### TASK REQUIREMENTS
- a) In the Jason Garrett passage, rewrite the span starting at "It bought Garrett" and ending at "ensuing negative fallout.", changing "collarbone" to "wrist".
- b) Answer these questions about the Jason Garrett passage:
(i) How many regular season wins did the Cowboys have in 2016?
(ii) What injury did the franchise quarterback suffer in 2015?
(iii) At whose hands was the divisional round loss?
- c) Extend the Jason Garrett passage past its final sentence.

----- EXTRACT TO READ -----

Jason Garrett is the reigning Coach of the Year.
This is an honor that was well-deserved after he navigated the Dallas Cowboys through a hectic, sometimes dramatic, 2016 season that culminated in 13 regular season wins.
It bought Garrett some currency with his detractors. He’d finally done it, they said.
This season was supposed to be about Jason Garrett’s Dallas Cowboys taking the next step. A franchise quarterback, all-world running back, and the best offensive line in football figured to finally get defensive help. It was all coming together.
It had shades of the 2015 season for the Cowboys, when they looked to build upon an NFC East Championship (Garrett’s first) and a should-have-been-Dez-catch moment that separated them from the NFC Championship Game.
We all know what happened then, though. The premier ball-carrier left and the franchise quarterback broke his collarbone. The Cowboys plummeted, and many chalked it up to an excusable down year given the litany of injuries and ensuing negative fallout.
Just one year later, Garrett and his staff impressively (some would say luckily) replaced the franchise quarterback and handed the keys to the machine that is their offensive line to someone who knew how to drive it.
It was as quick of a total reset as you see in the NFL. It was arguably even a carbon copy of 2014, as the season finished in identical fashion, a divisional round loss at the hands of Aaron Rodgers.

----- RECORDS -----

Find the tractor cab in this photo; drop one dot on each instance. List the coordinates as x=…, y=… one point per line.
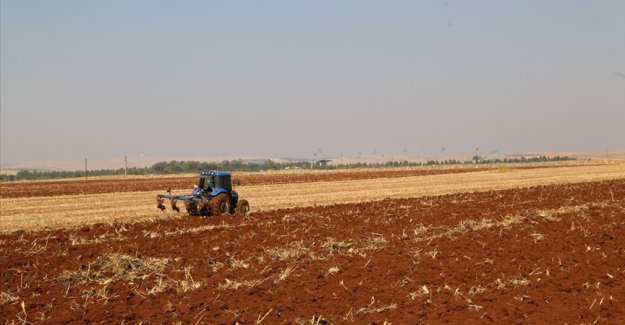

-----
----- RECORDS -----

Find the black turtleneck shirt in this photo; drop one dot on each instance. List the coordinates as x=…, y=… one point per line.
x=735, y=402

-----
----- RECORDS -----

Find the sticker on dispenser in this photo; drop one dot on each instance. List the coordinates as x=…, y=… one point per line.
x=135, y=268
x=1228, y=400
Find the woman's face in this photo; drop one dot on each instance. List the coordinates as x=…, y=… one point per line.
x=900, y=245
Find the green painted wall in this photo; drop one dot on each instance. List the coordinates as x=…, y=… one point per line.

-----

### RESPONSE LIST
- a)
It bought Garrett some currency with his detractors. He’d finally done it, they said.
This season was supposed to be about Jason Garrett’s Dallas Cowboys taking the next step. A franchise quarterback, all-world running back, and the best offensive line in football figured to finally get defensive help. It was all coming together.
It had shades of the 2015 season for the Cowboys, when they looked to build upon an NFC East Championship (Garrett’s first) and a should-have-been-Dez-catch moment that separated them from the NFC Championship Game.
We all know what happened then, though. The premier ball-carrier left and the franchise quarterback broke his wrist. The Cowboys plummeted, and many chalked it up to an excusable down year given the litany of injuries and ensuing negative fallout.

- b)
(i) 13
(ii) He broke his collarbone.
(iii) Aaron Rodgers

- c)
That brings us back to where we are now. There’s a Cowboys team that’s 5-4, underwhelming in the minds of most, staring its life on the season square in the eyes in the form of the division-leading Philadelphia Eagles this Sunday night.
You could make the argument that the Cowboys haven’t truly been this desperate, especially in their building, since they hosted this same team in the 2013 regular-season finale with the NFC East going to the winner. Just like 2015 two years later though, a Romo-less Cowboys squad wasn’t enough, giving Jason Garrett another out of sorts.
Part of the reason why the Cowboys are in this position of desperation is the loss they sustained in Atlanta last week, where they sure did seem to put forth a sub-par effort. You can argue that the absences of Ezekiel Elliott, Tyron Smith, and Sean Lee made matters all the more difficult (because they did), but at what point does the presence of Jason Garrett win out?
The 2013 regular-season finale, the 2015 season, last Sunday in Atlanta... there has to come a point where Jason Garrett becomes the Dallas Cowboys head coach that is single-handedly enough to overcome whatever obstacle that befalls him. It simply can’t continue to be a pattern of excuses and justifications.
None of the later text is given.